Texto =>
* * * * * * * * *
Bruno Alves em Backdoor, Havaí, 1991, nadando com equipamento analógico e foco manual. E, nos anos 80, com uma lente Century de 1 metro (1000 mm) e foco manual, durante a cobertura do Hang Loose 87.

ROBERTO MOURA – 2010

No caso do Roberto Moura, sua relação com o surfe vem da infância: ele cresceu num ambiente de intensa proximidade com o esporte e a fotografia por influência do pai, que foi produtor da série de programas de tevê e filmes Surf Adventures. Em "Superfície Líquida", temos um vislumbre de sua trajetória, que começou aos 18 anos com uma câmera 35mm em mãos.

"Essas duas fotos foram tiradas na África do Sul em 2010. Fui convidado pelo Derek Hynd para ir a Jeffreys Bay com ele. Aquilo parecia um sonho. Lembro bem das primeiras vezes em que assisti ao filme Litmus, do Andrew Kidman, quando eu era criança. O filme foi feito nos anos 90, quando o Derek ainda surfava com pranchas com quilhas, e o surfe dele era muito diferente de qualquer coisa que eu já tinha visto. As linhas que ele desenhava nas paredes de Jeffreys ficaram na minha cabeça para sempre. As pranchas que ele usava na época, shape fish pelo Skip Frye, influenciaram muito o design das pranchas modernas. Menores, mais largas e com menos rocker, elas flutuam na água com muito mais facilidade do que as pranchas banana rocker dos anos 90.
* * * * * * * * *
Trecho do material =>
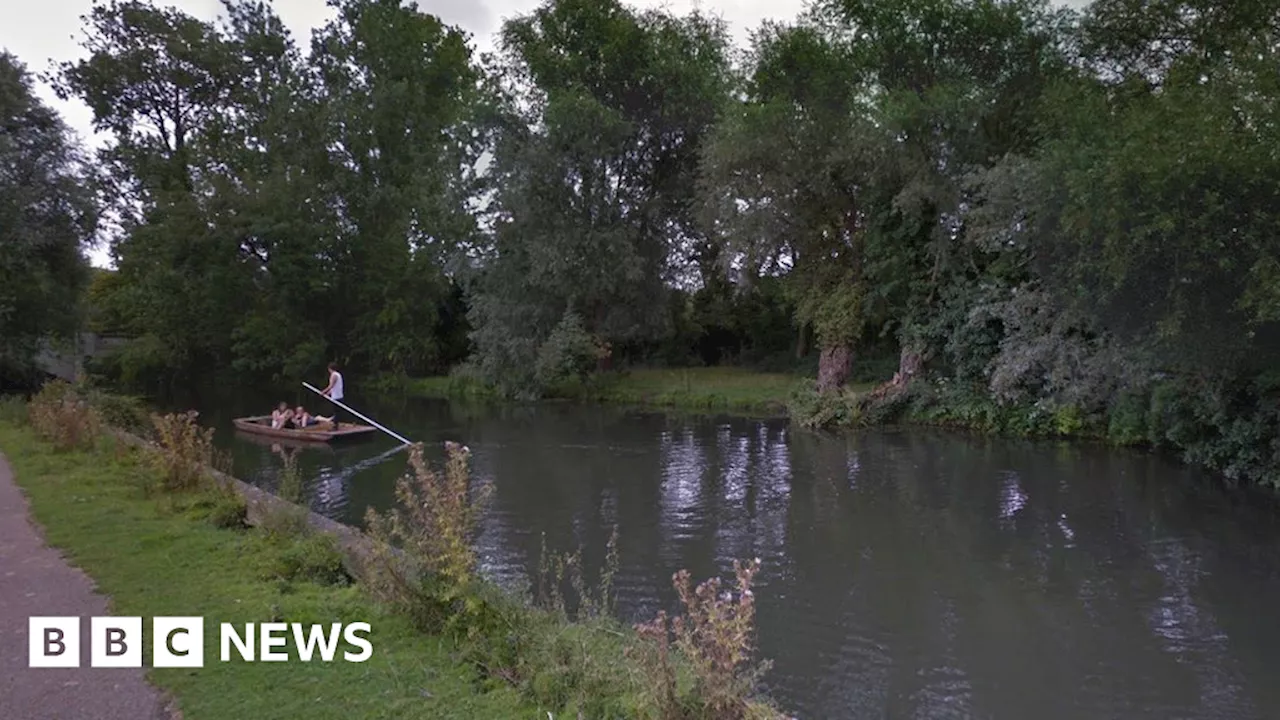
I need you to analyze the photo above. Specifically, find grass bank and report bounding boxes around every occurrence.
[0,386,781,720]
[0,420,532,720]
[408,368,804,415]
* * * * * * * * *
Tarefas a realizar =>
- 1) Segundo o texto sobre fotografia de surfe, quem convidou Roberto Moura para ir a Jeffreys Bay?
- 2) Prossiga o texto sobre as fotos de surfe de Roberto Moura a partir do ponto em que ele termina.

Resultados do exercício =>
- 1) Derek Hynd.

- 2)
Na foto de cima, ele esta sentado no chão de sua casa em JBay, em frente a Supertubes, lendo um jornal com a manchete sobre a partida de tênis mais longa da história, em Wimbledon, em 2010. Ele é fã de esportes e competição em geral, e jogou tênis a vida inteira. Ao seu lado, uma das primeira pranchas finless que usou. Sempre um inovador, ele hoje em dia surfa exclusivamente sem quilhas e continua influenciando toda a cultura do surfe, algo que fica claro pela quantidade de shapers fazendo pranchas sem quilhas a partir das ideias dele. Na de baixo, estávamos em Durban, para ver o jogo Brasil x Portugal na Copa, e o Derek estava pulando para tocar a placa anunciando um Roti, comida indiana parecida com um burrito, muito comum na África do Sul. A animação dele em ver uma Copa parecia de criança."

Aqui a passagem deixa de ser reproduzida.